Directions for this task:
Rewrite the lines from the one with "Where can the ornate" up to and including the one with "Target: ornate street lamp", putting "lantern" wherever "street lamp" occurs and changing nothing else.

>> begin Data provided

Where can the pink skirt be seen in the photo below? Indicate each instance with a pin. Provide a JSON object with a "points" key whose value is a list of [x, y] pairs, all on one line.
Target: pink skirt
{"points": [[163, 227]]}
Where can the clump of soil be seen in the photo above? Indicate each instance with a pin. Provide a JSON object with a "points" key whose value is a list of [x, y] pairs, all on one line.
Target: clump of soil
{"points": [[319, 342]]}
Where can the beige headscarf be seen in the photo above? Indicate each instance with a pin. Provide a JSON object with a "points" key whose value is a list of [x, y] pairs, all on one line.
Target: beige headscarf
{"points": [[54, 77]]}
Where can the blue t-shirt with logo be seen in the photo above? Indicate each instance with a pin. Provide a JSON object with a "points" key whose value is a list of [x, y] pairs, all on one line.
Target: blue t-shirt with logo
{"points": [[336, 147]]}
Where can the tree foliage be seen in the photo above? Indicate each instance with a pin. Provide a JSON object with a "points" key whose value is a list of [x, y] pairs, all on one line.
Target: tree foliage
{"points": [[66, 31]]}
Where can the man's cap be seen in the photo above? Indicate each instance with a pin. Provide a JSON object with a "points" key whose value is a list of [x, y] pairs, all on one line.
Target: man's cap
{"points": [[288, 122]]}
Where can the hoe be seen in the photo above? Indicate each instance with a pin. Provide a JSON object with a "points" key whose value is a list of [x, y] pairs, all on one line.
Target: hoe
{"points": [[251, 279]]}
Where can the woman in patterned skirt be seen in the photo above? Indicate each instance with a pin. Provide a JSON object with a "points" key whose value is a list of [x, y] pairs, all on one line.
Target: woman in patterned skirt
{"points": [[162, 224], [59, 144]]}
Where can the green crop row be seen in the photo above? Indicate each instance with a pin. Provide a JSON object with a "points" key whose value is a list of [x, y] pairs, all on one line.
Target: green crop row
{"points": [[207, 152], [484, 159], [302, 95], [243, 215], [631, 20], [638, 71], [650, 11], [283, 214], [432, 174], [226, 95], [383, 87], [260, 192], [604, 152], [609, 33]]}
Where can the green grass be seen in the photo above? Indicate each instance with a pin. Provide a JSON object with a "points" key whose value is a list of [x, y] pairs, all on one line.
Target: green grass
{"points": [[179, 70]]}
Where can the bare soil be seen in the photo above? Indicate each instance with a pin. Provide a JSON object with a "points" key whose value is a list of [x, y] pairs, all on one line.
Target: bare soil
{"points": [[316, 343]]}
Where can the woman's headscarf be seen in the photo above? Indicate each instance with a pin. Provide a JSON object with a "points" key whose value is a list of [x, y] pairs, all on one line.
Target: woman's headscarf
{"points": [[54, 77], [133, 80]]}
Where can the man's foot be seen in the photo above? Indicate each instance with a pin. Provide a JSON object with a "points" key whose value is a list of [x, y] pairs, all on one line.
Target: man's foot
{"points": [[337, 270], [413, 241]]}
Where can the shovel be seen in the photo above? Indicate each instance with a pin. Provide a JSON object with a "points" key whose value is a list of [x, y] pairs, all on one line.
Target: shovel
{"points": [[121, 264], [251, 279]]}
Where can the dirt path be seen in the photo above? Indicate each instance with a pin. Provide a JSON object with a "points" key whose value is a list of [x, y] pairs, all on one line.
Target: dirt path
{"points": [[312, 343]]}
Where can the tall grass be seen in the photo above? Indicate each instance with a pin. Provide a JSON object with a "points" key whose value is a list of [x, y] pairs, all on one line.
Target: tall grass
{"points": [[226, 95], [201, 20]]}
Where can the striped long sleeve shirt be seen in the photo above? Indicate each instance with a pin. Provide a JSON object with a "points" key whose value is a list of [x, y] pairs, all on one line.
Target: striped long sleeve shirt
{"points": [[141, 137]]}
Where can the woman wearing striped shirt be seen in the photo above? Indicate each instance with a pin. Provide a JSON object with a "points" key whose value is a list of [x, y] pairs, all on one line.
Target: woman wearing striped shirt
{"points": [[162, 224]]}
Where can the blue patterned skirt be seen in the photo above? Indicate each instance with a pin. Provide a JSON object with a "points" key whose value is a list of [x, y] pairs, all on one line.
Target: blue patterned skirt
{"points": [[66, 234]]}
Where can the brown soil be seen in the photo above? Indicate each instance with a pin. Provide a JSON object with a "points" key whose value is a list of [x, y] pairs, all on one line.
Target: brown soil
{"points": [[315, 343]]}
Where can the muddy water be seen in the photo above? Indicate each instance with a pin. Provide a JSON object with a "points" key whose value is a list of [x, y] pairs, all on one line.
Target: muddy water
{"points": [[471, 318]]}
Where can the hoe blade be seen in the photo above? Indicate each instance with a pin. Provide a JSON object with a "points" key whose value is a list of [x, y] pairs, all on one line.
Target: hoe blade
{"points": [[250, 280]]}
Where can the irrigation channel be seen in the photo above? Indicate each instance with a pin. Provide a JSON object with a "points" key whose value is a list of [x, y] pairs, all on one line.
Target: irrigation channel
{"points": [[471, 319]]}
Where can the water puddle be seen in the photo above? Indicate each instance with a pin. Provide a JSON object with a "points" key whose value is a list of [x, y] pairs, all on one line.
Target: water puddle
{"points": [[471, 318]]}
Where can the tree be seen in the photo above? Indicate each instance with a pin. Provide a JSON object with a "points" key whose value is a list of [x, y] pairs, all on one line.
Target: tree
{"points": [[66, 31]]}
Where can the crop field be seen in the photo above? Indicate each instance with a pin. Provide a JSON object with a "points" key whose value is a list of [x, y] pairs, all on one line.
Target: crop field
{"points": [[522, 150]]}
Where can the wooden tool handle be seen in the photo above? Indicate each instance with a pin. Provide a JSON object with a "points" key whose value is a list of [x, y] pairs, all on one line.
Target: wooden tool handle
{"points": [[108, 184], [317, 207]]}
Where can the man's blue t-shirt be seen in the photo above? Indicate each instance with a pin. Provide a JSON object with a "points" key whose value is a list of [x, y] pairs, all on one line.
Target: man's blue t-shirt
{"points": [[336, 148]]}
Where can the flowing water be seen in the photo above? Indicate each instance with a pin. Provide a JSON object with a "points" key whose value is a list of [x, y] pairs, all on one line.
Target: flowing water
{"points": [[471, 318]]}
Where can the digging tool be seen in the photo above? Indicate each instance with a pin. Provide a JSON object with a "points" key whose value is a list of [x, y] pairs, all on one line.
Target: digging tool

>> end Data provided
>> begin Data provided

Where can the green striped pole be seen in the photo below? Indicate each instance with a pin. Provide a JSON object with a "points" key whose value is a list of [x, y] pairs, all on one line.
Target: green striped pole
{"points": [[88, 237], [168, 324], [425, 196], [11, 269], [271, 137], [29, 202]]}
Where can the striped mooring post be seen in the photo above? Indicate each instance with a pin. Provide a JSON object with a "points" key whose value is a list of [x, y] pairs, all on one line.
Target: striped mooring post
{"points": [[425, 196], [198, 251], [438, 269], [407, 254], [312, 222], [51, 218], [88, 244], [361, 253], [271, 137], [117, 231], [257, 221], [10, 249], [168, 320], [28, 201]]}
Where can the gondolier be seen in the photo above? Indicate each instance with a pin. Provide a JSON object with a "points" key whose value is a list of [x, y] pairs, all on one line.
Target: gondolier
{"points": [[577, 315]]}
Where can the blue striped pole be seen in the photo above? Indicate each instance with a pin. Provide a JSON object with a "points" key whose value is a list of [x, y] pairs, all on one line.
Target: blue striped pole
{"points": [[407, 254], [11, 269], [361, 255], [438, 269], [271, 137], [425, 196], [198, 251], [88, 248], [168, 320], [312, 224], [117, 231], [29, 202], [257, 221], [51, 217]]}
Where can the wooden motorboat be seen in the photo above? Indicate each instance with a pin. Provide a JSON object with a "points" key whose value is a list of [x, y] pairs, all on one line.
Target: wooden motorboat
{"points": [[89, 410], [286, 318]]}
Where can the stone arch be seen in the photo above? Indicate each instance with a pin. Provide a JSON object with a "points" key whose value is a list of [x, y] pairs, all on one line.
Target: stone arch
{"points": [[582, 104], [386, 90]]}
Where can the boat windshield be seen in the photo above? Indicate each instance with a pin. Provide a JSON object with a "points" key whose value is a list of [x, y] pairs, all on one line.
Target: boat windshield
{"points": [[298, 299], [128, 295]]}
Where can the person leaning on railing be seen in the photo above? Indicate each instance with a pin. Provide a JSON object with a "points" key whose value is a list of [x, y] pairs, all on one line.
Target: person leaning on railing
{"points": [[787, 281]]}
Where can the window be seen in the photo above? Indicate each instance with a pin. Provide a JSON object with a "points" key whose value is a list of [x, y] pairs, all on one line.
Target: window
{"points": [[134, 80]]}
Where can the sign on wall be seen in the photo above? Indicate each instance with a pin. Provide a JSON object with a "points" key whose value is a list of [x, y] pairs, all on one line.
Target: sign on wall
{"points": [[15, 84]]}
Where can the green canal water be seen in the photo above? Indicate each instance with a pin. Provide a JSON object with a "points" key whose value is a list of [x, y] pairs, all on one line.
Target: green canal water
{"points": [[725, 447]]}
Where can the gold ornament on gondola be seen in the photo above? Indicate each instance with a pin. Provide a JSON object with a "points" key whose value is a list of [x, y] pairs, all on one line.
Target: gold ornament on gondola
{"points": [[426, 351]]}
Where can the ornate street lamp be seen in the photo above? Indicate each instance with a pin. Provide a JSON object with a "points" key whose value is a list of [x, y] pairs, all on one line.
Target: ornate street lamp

>> end Data provided
>> begin Data provided

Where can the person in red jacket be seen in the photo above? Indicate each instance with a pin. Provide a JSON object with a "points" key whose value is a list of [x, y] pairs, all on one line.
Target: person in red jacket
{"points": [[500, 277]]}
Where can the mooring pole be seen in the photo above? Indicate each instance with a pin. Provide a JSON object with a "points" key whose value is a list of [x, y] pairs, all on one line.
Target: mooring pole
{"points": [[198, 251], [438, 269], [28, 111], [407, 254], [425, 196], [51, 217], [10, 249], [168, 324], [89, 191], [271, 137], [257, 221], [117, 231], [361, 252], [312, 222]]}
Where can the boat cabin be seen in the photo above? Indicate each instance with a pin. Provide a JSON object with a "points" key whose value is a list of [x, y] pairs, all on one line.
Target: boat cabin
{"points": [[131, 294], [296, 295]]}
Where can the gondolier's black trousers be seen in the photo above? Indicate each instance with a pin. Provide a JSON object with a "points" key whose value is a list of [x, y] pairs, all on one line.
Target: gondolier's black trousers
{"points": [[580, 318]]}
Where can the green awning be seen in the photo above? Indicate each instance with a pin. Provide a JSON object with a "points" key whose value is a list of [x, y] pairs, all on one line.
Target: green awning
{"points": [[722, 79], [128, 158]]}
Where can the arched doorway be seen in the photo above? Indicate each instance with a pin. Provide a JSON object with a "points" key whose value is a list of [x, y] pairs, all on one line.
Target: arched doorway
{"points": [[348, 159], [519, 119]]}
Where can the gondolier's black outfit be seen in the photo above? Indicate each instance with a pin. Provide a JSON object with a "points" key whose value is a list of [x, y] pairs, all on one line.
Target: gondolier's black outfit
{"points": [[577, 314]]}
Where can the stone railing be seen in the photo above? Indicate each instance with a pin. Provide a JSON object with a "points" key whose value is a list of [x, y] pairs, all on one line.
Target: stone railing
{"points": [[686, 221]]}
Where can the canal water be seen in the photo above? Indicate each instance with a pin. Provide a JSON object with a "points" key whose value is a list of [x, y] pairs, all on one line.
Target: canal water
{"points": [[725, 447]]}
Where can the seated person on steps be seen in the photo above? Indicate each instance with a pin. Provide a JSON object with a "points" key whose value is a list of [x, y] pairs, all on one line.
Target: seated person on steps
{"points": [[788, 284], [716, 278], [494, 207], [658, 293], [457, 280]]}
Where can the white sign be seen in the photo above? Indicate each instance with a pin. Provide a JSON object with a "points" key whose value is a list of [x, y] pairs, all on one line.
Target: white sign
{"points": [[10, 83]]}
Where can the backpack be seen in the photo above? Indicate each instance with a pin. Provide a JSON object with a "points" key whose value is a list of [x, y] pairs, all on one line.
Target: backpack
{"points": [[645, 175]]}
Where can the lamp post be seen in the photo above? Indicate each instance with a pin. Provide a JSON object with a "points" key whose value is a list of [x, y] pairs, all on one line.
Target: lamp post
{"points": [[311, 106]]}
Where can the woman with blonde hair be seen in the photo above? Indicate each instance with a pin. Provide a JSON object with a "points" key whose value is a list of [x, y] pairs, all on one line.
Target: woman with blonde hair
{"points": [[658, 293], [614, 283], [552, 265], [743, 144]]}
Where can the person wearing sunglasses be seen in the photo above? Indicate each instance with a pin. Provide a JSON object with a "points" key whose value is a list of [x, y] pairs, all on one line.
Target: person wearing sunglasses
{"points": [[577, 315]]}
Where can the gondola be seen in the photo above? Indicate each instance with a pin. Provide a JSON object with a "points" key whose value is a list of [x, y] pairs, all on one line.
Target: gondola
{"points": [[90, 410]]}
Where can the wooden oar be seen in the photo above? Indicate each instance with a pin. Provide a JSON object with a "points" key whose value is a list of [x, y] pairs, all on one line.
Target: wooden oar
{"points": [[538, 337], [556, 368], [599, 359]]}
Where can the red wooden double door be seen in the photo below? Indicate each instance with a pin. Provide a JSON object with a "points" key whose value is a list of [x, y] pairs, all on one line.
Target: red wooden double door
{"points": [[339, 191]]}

>> end Data provided

Task answer:
Where can the ornate lantern be seen in the photo above? Indicate each instance with a pin. Provide a JSON object with a "points" key whose value is a list of [x, y] pairs, all on one line.
Target: ornate lantern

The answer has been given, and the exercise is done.